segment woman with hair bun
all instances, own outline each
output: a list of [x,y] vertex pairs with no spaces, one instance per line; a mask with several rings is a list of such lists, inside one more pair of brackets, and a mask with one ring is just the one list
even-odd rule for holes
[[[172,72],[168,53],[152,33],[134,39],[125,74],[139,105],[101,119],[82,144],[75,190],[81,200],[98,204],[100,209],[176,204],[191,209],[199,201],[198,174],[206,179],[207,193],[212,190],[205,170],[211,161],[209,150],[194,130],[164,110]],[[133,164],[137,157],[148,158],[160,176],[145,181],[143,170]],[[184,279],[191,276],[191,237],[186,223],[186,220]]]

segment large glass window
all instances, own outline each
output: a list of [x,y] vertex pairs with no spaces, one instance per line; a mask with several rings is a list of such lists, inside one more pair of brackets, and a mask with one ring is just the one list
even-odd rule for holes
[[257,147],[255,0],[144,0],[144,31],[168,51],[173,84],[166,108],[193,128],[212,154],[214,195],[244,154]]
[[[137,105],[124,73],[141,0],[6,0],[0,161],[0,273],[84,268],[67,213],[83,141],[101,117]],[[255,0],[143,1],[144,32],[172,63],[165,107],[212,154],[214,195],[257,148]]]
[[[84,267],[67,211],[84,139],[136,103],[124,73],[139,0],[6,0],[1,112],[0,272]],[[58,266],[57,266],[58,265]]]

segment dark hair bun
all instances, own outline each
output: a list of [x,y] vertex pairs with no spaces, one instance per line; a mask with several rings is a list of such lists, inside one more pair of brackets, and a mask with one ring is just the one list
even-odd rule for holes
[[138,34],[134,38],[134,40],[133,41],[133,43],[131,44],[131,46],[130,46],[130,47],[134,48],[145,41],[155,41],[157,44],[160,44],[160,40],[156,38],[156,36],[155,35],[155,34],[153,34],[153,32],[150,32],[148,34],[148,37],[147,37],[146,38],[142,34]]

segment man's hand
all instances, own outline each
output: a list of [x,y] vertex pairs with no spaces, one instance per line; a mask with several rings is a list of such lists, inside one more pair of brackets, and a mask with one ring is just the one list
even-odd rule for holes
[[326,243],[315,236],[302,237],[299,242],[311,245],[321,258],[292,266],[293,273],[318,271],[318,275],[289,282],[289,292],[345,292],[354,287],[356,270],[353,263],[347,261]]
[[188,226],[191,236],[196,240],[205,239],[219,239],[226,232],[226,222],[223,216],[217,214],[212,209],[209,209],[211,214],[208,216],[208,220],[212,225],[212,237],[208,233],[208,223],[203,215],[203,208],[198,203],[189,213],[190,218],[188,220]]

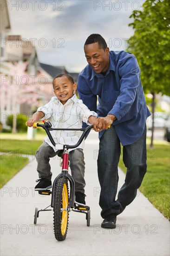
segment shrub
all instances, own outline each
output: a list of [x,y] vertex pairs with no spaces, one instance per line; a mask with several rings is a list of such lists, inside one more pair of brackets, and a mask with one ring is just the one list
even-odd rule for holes
[[[7,124],[13,127],[13,115],[10,115],[7,118]],[[27,127],[26,122],[28,119],[28,116],[25,114],[19,114],[17,115],[17,129],[18,132],[26,131]]]

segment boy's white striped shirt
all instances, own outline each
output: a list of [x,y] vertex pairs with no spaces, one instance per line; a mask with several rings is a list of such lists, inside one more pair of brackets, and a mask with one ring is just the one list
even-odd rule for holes
[[[74,94],[64,105],[57,97],[52,97],[48,103],[39,108],[37,111],[44,113],[45,116],[43,119],[50,119],[52,128],[81,128],[83,121],[90,124],[88,122],[89,116],[97,116],[95,112],[89,110],[83,103],[82,101],[78,99],[76,94]],[[50,132],[56,143],[68,145],[75,145],[82,134],[80,131],[52,131]],[[57,151],[47,136],[44,141],[52,147],[55,152]],[[84,140],[78,148],[83,148],[84,144]],[[69,151],[72,150],[69,149]]]

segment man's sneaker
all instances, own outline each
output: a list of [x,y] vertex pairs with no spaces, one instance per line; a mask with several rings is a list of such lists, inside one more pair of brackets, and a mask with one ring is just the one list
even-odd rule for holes
[[119,212],[118,212],[118,213],[117,213],[116,215],[119,215],[119,214],[121,214],[122,212],[123,212],[124,211],[124,210],[125,208],[126,208],[126,206],[123,206],[122,207],[122,209],[121,209],[121,210],[120,211],[119,211]]
[[81,205],[85,206],[85,196],[86,196],[86,195],[83,193],[79,191],[76,192],[75,195],[75,202],[78,204],[81,204]]
[[36,182],[39,182],[39,183],[35,187],[35,190],[46,190],[52,188],[51,181],[46,180],[44,178],[37,180]]
[[101,225],[104,229],[115,229],[116,222],[116,215],[114,214],[106,216]]

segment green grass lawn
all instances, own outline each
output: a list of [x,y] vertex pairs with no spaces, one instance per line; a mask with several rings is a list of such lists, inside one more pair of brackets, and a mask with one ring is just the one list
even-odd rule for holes
[[10,180],[29,162],[28,158],[16,159],[11,155],[0,155],[0,188]]
[[37,134],[35,139],[28,141],[26,133],[0,134],[0,188],[28,163],[28,155],[35,155],[45,135]]
[[[147,145],[147,172],[140,190],[163,215],[170,220],[170,144],[155,142]],[[121,157],[119,166],[126,171]]]

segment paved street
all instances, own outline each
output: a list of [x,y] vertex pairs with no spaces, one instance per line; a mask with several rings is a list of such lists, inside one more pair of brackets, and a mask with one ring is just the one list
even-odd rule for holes
[[[97,136],[91,132],[84,151],[90,226],[86,226],[85,215],[72,211],[66,238],[58,242],[53,234],[52,211],[40,212],[37,224],[33,225],[35,208],[50,205],[51,196],[41,196],[34,191],[38,176],[33,157],[1,189],[1,256],[170,255],[170,222],[139,191],[118,217],[115,229],[101,228]],[[56,157],[51,163],[54,179],[60,172],[59,160]],[[120,188],[124,175],[121,170],[119,174]]]

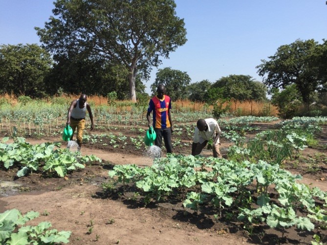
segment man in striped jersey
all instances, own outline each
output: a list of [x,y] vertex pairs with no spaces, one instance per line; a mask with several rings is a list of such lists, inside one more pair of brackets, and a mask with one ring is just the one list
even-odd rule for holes
[[157,95],[153,97],[149,103],[147,119],[149,127],[151,126],[150,114],[153,113],[153,123],[156,138],[154,144],[161,148],[162,137],[165,142],[165,146],[167,153],[173,153],[172,146],[172,133],[173,123],[170,114],[172,103],[170,97],[165,94],[166,88],[159,84],[157,88]]

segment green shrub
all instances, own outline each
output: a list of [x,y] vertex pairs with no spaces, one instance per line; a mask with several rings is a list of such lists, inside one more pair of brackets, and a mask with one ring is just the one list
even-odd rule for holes
[[29,96],[25,96],[24,95],[22,95],[18,97],[17,99],[18,102],[23,104],[26,104],[29,102],[32,101],[32,99]]

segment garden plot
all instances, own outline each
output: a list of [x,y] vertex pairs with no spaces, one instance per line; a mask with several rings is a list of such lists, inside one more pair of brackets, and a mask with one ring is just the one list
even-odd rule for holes
[[[256,126],[255,123],[254,126]],[[273,125],[271,128],[274,129],[274,127]],[[222,130],[224,131],[222,127]],[[321,188],[326,186],[324,179],[326,177],[326,151],[323,145],[323,141],[326,139],[326,129],[323,128],[323,130],[319,134],[320,143],[317,146],[305,148],[299,151],[299,155],[283,162],[283,167],[291,170],[292,173],[304,175],[304,180],[300,181],[305,180],[308,184],[312,183],[310,186],[318,186]],[[182,129],[184,132],[186,130]],[[121,129],[119,131],[121,132]],[[244,136],[253,138],[257,132],[250,130],[245,132]],[[107,133],[105,131],[99,132],[100,134]],[[134,133],[132,134],[138,136]],[[143,132],[140,132],[139,136],[142,135]],[[176,136],[173,135],[173,140]],[[56,141],[58,138],[47,140]],[[222,137],[222,140],[226,144],[231,144],[232,142],[227,138]],[[181,139],[181,142],[188,140],[191,140]],[[144,157],[136,152],[138,150],[119,152],[115,151],[118,146],[113,147],[112,150],[106,150],[95,145],[96,143],[86,142],[82,147],[82,155],[93,154],[105,161],[93,162],[87,164],[84,169],[68,172],[65,179],[44,175],[42,173],[33,173],[17,179],[15,176],[18,169],[5,170],[1,168],[1,180],[14,180],[22,185],[18,187],[19,195],[0,199],[0,204],[3,204],[0,205],[2,207],[0,212],[16,208],[24,213],[32,209],[40,213],[48,213],[48,215],[41,215],[31,222],[36,224],[48,221],[59,230],[71,231],[71,244],[93,244],[95,242],[98,244],[177,244],[185,241],[190,244],[276,244],[286,242],[304,244],[313,241],[315,234],[322,239],[326,237],[326,230],[324,229],[317,230],[318,233],[316,229],[309,232],[305,229],[299,233],[296,229],[287,229],[283,239],[281,239],[283,230],[278,228],[263,226],[261,229],[261,227],[254,226],[252,231],[248,227],[245,229],[243,228],[244,223],[236,219],[237,210],[235,210],[234,219],[229,220],[224,215],[227,208],[220,210],[220,218],[219,210],[213,212],[208,205],[201,206],[199,204],[197,210],[191,208],[193,206],[184,207],[184,201],[181,201],[178,196],[181,193],[178,192],[158,202],[151,200],[145,205],[139,201],[143,198],[143,193],[139,191],[137,193],[137,189],[131,184],[127,185],[125,193],[121,189],[115,189],[108,172],[112,170],[117,164],[135,164],[144,167],[152,165],[152,162],[145,161]],[[186,149],[180,154],[188,155],[190,149],[187,151]],[[309,153],[306,154],[308,151]],[[206,150],[204,153],[203,155],[208,156],[212,154],[210,150]],[[312,166],[313,171],[310,169],[309,162],[302,161],[307,157],[312,158],[311,162],[317,164]],[[300,165],[301,169],[298,167]],[[255,190],[255,185],[250,186]],[[271,193],[269,196],[271,200],[278,200],[277,193],[273,193],[272,189],[267,190]],[[254,193],[254,198],[255,196]],[[196,199],[195,197],[191,198],[191,196],[185,197],[192,202]],[[195,205],[194,207],[196,206]],[[262,232],[263,233],[260,234]]]

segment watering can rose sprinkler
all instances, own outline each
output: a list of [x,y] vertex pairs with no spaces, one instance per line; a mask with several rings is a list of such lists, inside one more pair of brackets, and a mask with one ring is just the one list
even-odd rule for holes
[[63,132],[63,140],[65,141],[69,141],[73,135],[73,129],[69,124],[67,124]]
[[155,138],[156,137],[156,134],[153,129],[153,127],[151,126],[147,130],[147,132],[144,136],[144,143],[148,146],[153,145],[153,142]]

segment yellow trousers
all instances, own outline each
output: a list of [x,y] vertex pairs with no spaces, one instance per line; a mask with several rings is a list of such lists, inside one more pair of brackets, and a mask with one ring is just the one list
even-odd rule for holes
[[73,140],[73,137],[75,133],[75,131],[77,128],[76,132],[76,138],[77,139],[77,143],[81,144],[83,142],[83,130],[85,128],[85,119],[81,119],[80,120],[75,120],[70,118],[70,127],[73,130],[73,136],[70,138],[70,140]]

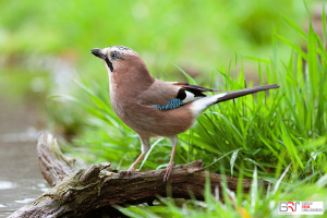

········

The exercise
Please identify every line in the records that contains the word "striped" and copy each of those lines.

Solution to the problem
segment boy's white striped shirt
segment man in striped jersey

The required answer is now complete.